> _PROBLEM DESCRIPTION_
Repeat each entry below without omitting a single word.

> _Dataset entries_
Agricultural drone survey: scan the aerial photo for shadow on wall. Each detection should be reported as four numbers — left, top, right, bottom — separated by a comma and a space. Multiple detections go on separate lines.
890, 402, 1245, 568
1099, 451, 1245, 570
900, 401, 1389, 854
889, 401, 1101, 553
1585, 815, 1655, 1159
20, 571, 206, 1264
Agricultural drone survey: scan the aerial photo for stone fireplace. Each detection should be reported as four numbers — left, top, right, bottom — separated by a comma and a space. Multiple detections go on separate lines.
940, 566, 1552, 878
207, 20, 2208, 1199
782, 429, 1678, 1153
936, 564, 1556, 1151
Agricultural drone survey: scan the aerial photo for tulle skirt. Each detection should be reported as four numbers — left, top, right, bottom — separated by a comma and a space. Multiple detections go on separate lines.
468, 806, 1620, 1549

> _EXERCISE OUTPUT_
Agricultural drone survey: scan the aerial photo for shadow on wall. Each detection should be reported as four numbers — left, top, right, bottom — separated by a comma and a space. Multiple detections go on separate lines.
890, 402, 1245, 568
1099, 451, 1245, 570
900, 401, 1389, 854
889, 401, 1101, 553
1585, 815, 1655, 1159
20, 571, 206, 1264
Agricultural drone survey: scan the aerial photo for stone fireplace. Each detection should be reported as four numbers — left, top, right, bottom — separated by a comma and a space. Multiple detections go on separate lines.
940, 566, 1552, 878
207, 20, 2208, 1199
782, 429, 1678, 1153
936, 564, 1556, 1151
Agricultural drone survey: scan the aerial photo for tulle skirt. Each detection should be reported as four numbers — left, top, right, bottom — separated by a comma and a space. Multiple detections go on separate lines.
468, 806, 1620, 1549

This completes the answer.